**EXTRACT:**
§

Beyond invasive species, it was difficult to ignore the human impact in a place that, on its face, appears so wild and pristine. While canoeing to an island in the middle of this miles-long lake with a colleague, I discovered no less than three large identifiable pieces of plastic trash that we collected for disposal. In a ten minute walk along the lake shore, I could’ve ended up at an air-conditioned convenience store in Coulter Bay, filled with single use plastics, beer and junk food – the amenities of any major U.S. city, smack in the middle of one of the country’s most fragile ecosystems. On the main roads of the park, tanker trucks carrying fuel could be seen, while grizzly bear stalked elk calves in the valley below.
Even the mountains were vulnerable. Hiking through a canyon in the shadow of the eponymous Grand Teton, my colleagues and I were able to go shirtless while fresh snow lay on the ground. Glaciers that had carved vast gashes into these ancient monuments of the natural world were all but extinct in this range. The roar of airplanes could be heard, even in this place, seemingly so far removed from the human world. Nature still existed in the fringes of this scenic landscape – mountain goats gave us wary stares so far in the distance that we needed binoculars to confirm their presence – but even in a place like this, it was evident how mankind has pushed nature to the wayside.
I offer this personal anecdote to underscore the scale of the climate crisis every living creature on Earth will be subject to for the remainder of their lifespan, and that every living creature born over the next thousand years must conspire to survive in spite of.

§

[Entries from a point annotation set]
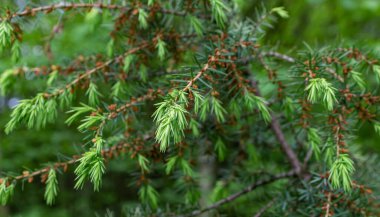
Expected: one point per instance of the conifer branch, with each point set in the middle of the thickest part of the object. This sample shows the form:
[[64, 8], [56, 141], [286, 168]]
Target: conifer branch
[[199, 74], [70, 6], [246, 190], [275, 125], [107, 153], [97, 68]]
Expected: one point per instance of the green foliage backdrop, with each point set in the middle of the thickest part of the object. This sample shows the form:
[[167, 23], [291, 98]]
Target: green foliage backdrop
[[171, 108]]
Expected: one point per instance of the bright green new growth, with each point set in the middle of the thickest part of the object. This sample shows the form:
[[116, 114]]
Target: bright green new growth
[[34, 113], [281, 12], [93, 94], [6, 34], [143, 162], [314, 141], [320, 89], [77, 111], [220, 149], [143, 16], [341, 171], [7, 79], [196, 24], [357, 76], [170, 119], [51, 190], [6, 192], [161, 49], [252, 101], [219, 10], [91, 166]]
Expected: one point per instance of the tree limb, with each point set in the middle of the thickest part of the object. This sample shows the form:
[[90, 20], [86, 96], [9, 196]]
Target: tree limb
[[242, 192]]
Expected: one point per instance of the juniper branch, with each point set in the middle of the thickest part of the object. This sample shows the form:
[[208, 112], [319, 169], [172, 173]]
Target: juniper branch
[[242, 192]]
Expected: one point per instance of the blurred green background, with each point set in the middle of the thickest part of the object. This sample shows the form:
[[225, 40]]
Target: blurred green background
[[316, 22]]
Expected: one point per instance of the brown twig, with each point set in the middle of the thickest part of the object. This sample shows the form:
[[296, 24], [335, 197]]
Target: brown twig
[[92, 71], [242, 192], [275, 125], [69, 6]]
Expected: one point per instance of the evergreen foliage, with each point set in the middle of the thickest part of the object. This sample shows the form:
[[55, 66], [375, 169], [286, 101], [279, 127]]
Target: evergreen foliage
[[186, 94]]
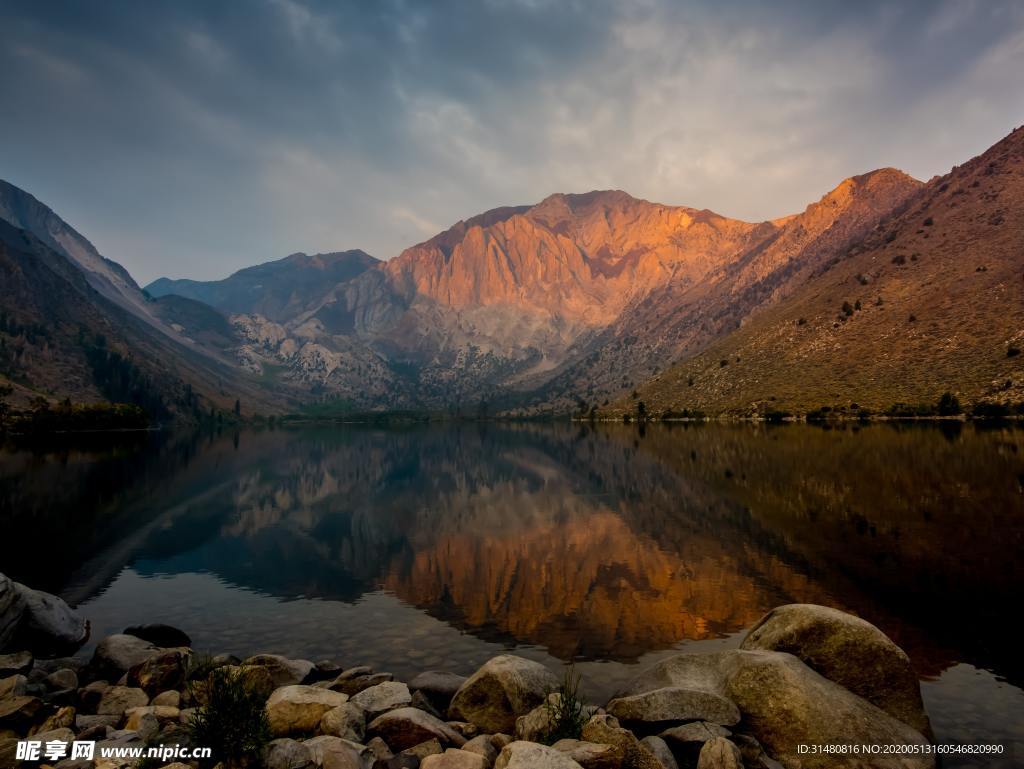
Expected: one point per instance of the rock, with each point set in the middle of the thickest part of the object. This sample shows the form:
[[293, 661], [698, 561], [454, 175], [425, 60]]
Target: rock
[[162, 671], [11, 610], [118, 699], [163, 714], [482, 745], [848, 650], [160, 635], [352, 685], [689, 738], [19, 661], [590, 755], [13, 686], [406, 727], [453, 758], [287, 754], [346, 721], [49, 625], [116, 654], [605, 730], [521, 755], [383, 697], [62, 679], [335, 753], [675, 703], [437, 686], [659, 750], [719, 753], [284, 672], [298, 709], [506, 687], [786, 705], [62, 719], [169, 698], [18, 713]]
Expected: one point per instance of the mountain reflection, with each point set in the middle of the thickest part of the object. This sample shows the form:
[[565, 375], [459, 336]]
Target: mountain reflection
[[594, 543]]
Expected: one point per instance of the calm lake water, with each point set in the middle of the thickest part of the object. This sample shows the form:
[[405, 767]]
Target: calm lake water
[[420, 548]]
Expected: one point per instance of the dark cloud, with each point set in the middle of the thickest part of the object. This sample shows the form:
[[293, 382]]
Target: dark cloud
[[192, 138]]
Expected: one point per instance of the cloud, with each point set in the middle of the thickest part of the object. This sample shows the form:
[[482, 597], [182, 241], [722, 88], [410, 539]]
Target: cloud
[[196, 138]]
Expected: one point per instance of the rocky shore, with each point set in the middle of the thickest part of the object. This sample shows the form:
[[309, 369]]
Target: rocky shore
[[805, 677]]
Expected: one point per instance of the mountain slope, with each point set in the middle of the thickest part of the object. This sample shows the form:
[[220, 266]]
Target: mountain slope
[[930, 301]]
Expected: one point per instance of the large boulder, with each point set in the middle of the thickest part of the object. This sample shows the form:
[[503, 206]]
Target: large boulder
[[116, 654], [164, 636], [406, 727], [48, 626], [298, 709], [506, 687], [848, 650], [605, 730], [161, 672], [675, 703], [521, 755]]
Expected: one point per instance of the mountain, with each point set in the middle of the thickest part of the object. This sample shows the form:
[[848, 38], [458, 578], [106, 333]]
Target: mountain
[[928, 302], [275, 290], [75, 325]]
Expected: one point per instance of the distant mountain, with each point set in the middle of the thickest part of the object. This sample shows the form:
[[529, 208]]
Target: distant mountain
[[928, 302], [75, 325], [276, 290]]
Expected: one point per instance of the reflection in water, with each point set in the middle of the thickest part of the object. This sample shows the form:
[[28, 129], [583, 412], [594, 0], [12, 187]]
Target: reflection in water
[[599, 545]]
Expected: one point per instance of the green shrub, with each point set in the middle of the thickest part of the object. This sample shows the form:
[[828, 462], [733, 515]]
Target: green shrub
[[565, 714], [233, 722]]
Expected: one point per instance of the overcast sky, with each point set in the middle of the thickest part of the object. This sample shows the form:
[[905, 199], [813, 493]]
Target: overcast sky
[[193, 138]]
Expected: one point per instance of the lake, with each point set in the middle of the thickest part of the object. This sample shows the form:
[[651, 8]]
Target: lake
[[437, 547]]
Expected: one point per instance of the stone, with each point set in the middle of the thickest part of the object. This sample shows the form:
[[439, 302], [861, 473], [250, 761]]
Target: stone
[[521, 755], [675, 703], [504, 688], [482, 745], [786, 705], [11, 610], [62, 719], [454, 758], [352, 685], [284, 672], [116, 654], [605, 729], [383, 697], [719, 753], [848, 650], [298, 709], [18, 713], [161, 635], [406, 727], [162, 671], [590, 755], [347, 721], [118, 699], [163, 714], [19, 661], [287, 754], [335, 753], [660, 751], [48, 624], [13, 686], [62, 679], [170, 698], [437, 686]]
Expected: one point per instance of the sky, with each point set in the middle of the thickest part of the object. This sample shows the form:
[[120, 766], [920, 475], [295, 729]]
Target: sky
[[193, 138]]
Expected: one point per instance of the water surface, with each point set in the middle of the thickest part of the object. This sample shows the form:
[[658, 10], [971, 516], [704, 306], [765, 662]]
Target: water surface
[[437, 547]]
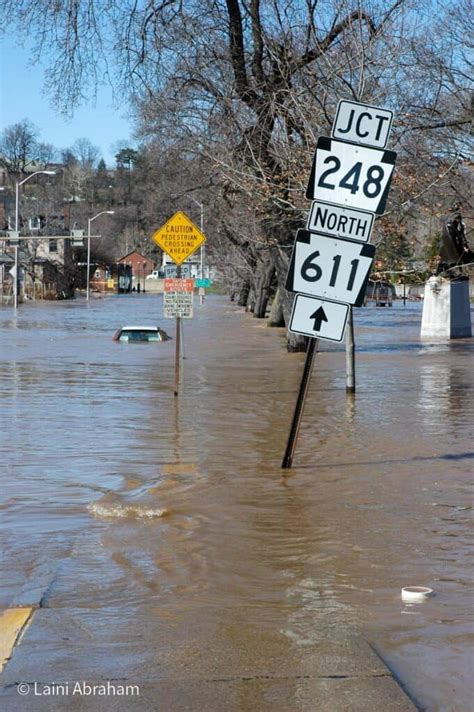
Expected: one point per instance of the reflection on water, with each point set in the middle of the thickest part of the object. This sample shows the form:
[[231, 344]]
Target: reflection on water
[[171, 515]]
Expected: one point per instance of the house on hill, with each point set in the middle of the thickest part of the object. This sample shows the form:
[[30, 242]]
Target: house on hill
[[141, 266]]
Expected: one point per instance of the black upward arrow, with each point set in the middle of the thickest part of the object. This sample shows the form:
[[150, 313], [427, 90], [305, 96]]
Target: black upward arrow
[[319, 316]]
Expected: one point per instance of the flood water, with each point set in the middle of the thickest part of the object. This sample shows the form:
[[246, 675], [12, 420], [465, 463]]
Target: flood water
[[145, 522]]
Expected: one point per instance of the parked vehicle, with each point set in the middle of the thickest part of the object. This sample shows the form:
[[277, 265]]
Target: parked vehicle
[[140, 334]]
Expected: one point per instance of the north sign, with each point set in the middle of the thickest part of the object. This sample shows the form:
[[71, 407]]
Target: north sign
[[340, 222], [362, 123], [351, 176], [179, 237], [318, 318], [330, 268]]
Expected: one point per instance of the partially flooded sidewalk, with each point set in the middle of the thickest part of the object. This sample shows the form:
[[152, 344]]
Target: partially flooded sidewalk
[[158, 543]]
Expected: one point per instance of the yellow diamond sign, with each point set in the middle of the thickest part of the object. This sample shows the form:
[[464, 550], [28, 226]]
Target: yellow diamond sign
[[179, 237]]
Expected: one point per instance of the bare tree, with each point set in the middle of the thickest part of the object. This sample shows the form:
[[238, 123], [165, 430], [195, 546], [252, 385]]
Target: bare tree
[[19, 147]]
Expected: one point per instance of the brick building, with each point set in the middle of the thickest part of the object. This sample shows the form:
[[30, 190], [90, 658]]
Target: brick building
[[141, 265]]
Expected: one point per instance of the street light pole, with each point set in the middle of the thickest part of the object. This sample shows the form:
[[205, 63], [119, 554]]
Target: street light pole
[[103, 212], [17, 211], [201, 271]]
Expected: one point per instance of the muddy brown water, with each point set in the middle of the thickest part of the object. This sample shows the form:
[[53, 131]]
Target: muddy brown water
[[123, 504]]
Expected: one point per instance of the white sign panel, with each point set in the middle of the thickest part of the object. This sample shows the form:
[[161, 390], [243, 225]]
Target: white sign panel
[[340, 222], [172, 270], [178, 304], [351, 176], [330, 268], [362, 123], [318, 318]]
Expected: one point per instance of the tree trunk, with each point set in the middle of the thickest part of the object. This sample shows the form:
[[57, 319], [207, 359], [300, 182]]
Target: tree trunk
[[276, 317], [244, 293], [263, 290]]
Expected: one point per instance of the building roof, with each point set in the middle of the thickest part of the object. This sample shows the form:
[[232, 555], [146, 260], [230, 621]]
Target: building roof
[[135, 252]]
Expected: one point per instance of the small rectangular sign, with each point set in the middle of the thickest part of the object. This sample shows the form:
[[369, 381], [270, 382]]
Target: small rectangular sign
[[178, 304], [318, 318], [337, 221], [350, 176], [179, 285], [330, 268], [172, 270], [362, 123]]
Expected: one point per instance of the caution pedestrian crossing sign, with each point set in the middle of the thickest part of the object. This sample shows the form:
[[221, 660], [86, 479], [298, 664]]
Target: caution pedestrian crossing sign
[[179, 237]]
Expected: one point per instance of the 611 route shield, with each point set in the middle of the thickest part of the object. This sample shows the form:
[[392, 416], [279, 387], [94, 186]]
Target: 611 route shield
[[330, 268]]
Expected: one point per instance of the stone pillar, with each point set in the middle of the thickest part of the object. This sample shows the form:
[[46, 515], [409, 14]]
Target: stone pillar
[[446, 309]]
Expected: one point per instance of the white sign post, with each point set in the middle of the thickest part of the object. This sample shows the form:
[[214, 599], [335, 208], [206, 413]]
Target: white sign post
[[331, 261]]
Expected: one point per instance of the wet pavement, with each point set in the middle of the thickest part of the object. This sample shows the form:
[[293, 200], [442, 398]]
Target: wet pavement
[[160, 540]]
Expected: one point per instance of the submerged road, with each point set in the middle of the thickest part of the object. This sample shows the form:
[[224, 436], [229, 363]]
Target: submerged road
[[154, 542]]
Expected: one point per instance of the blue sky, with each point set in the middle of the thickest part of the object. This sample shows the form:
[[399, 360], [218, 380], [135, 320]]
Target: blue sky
[[22, 96]]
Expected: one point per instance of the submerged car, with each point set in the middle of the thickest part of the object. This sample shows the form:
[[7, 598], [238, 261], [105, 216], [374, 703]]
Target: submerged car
[[140, 334]]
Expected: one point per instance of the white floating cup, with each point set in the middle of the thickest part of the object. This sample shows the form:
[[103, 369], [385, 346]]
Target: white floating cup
[[416, 594]]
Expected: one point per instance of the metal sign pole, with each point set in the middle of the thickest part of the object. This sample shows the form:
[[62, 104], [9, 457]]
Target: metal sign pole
[[178, 345], [298, 414], [350, 354]]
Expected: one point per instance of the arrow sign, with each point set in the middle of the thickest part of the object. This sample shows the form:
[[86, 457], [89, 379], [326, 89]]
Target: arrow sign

§

**DIRECTIVE 1:**
Repeat the Grand Teton passage between "Beyond invasive species, it" and "the valley below.", inclusive.
**DIRECTIVE 2:**
Arrange the records between the lines holding "Expected: one point per instance of the submerged car, with" and "[[416, 594]]", inclusive, as a JSON list of strings with one string per line, leaving out any blank lines.
These records bear no relation to the Grand Teton passage.

**WRITTEN REPLY 1:**
Beyond invasive species, it was difficult to ignore the human impact in a place that, on its face, appears so wild and pristine. While canoeing to an island in the middle of this miles-long lake with a colleague, I discovered no less than three large identifiable pieces of plastic trash that we collected for disposal. In a ten minute walk along the lake shore, I could’ve ended up at an air-conditioned convenience store in Coulter Bay, filled with single use plastics, beer and junk food – the amenities of any major U.S. city, smack in the middle of one of the country’s most fragile ecosystems. On the main roads of the park, tanker trucks carrying fuel could be seen, while grizzly bear stalked elk calves in the valley below.

**WRITTEN REPLY 2:**
[
  "Expected: one point per instance of the submerged car, with each point set in the middle of the thickest part of the object. This sample shows the form:",
  "[[7, 598], [238, 261], [105, 216], [374, 703]]",
  "Target: submerged car",
  "[[140, 334]]",
  "Expected: one point per instance of the white floating cup, with each point set in the middle of the thickest part of the object. This sample shows the form:",
  "[[103, 369], [385, 346]]",
  "Target: white floating cup",
  "[[416, 594]]"
]